• [Point annotation dataset entries]:
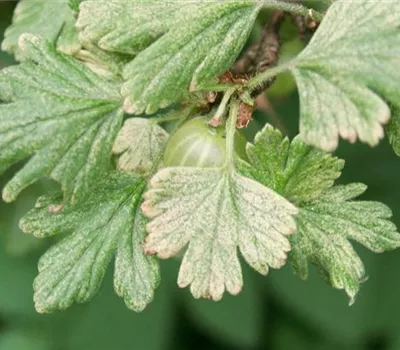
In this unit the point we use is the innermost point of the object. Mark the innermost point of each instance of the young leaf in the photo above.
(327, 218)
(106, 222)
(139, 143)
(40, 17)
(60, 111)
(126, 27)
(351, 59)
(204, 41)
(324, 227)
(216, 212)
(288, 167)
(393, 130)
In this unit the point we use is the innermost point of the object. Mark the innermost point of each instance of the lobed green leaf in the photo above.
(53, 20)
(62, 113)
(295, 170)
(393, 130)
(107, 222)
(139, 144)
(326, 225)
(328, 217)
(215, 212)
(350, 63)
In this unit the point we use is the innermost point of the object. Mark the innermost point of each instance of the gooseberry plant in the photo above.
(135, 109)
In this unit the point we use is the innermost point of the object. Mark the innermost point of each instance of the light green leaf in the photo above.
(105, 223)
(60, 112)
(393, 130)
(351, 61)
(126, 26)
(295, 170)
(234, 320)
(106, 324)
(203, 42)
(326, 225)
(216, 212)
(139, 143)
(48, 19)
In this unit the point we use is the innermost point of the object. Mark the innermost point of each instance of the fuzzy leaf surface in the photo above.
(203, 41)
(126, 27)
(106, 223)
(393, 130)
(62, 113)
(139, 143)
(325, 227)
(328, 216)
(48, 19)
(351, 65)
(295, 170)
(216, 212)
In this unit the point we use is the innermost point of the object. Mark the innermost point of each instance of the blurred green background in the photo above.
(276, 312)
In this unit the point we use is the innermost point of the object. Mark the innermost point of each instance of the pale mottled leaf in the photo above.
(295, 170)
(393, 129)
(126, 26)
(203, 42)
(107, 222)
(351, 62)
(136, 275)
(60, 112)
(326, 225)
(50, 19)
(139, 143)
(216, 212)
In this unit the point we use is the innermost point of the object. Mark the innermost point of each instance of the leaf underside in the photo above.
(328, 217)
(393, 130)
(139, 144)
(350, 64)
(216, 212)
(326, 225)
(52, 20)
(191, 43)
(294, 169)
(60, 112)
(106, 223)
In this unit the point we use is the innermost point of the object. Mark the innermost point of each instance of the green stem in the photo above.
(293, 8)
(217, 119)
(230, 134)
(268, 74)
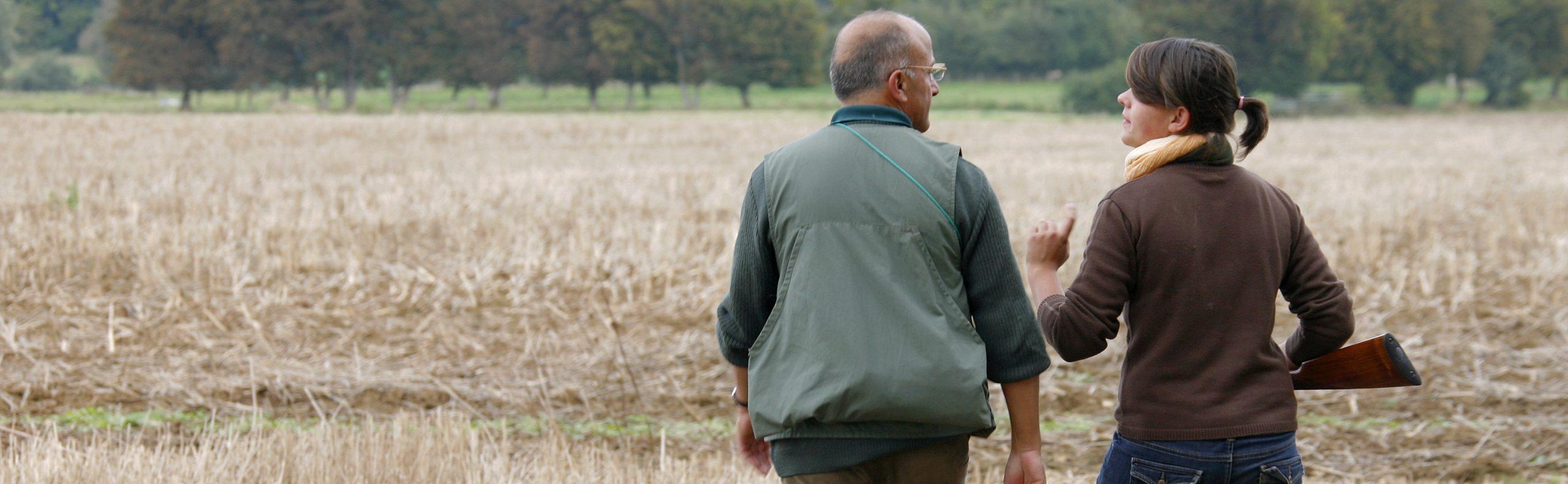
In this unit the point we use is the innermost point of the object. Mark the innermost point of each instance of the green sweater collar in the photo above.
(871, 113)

* * *

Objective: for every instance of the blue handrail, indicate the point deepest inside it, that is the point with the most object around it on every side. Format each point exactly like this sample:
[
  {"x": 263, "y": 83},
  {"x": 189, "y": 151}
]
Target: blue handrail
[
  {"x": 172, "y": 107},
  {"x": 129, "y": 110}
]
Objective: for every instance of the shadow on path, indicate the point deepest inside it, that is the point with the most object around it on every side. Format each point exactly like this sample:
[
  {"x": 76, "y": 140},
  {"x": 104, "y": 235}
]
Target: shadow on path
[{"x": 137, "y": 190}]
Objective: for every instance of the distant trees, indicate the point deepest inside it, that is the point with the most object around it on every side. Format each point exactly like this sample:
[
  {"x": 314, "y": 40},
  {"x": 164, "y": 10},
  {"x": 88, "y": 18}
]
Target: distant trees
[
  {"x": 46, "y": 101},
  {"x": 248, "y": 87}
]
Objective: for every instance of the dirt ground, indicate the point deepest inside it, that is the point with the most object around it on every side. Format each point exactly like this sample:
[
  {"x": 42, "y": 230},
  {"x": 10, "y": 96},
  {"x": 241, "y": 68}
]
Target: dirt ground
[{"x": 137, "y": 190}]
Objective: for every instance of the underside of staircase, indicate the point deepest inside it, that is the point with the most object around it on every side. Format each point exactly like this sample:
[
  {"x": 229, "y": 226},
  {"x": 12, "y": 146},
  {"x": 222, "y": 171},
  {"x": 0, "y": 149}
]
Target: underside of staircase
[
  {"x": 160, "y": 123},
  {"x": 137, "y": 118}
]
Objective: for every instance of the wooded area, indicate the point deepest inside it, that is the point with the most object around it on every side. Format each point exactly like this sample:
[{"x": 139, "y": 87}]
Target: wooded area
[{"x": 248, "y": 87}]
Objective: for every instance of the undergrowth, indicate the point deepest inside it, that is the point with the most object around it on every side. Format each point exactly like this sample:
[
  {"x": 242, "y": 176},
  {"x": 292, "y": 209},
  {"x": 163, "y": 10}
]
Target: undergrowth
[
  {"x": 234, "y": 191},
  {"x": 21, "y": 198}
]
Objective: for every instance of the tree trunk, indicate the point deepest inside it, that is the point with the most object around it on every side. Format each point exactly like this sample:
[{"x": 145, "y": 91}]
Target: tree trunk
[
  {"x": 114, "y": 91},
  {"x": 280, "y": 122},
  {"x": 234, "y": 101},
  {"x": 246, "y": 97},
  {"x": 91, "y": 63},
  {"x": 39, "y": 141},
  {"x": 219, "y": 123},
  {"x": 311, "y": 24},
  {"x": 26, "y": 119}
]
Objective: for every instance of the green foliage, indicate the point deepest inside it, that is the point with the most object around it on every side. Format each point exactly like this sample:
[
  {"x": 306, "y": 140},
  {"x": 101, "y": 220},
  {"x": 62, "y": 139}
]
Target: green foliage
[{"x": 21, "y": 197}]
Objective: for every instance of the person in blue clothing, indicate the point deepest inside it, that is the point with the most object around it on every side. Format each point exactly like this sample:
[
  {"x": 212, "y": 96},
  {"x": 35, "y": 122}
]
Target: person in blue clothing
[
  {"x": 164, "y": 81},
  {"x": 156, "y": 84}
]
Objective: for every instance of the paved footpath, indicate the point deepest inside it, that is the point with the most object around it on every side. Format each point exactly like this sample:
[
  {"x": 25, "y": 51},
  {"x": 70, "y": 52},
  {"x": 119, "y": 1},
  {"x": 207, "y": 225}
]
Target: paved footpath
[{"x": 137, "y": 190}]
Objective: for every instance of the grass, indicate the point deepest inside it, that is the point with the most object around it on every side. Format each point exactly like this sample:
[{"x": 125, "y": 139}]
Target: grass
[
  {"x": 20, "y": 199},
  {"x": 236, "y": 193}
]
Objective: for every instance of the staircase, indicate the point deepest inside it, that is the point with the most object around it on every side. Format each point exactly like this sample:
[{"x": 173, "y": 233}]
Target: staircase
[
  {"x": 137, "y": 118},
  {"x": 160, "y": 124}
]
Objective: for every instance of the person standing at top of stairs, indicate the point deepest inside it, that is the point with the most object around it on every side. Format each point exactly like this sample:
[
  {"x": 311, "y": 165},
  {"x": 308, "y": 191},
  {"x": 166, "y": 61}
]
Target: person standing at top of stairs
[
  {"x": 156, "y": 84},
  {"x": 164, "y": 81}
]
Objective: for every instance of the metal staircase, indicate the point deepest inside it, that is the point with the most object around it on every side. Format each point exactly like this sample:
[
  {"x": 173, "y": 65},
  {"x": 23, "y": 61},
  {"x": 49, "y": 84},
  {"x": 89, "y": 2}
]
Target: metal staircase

• [PROBLEM]: Return each line from the entries above that contains the string "footpath". Matching is case-sensitive.

• [SOLUTION TO THIS EXERCISE]:
Objective: for every instance of the paved footpath, indicate the point deepest inside it, that is the point with the most object around it on every side. Format each point exactly like this sample:
Target: paved footpath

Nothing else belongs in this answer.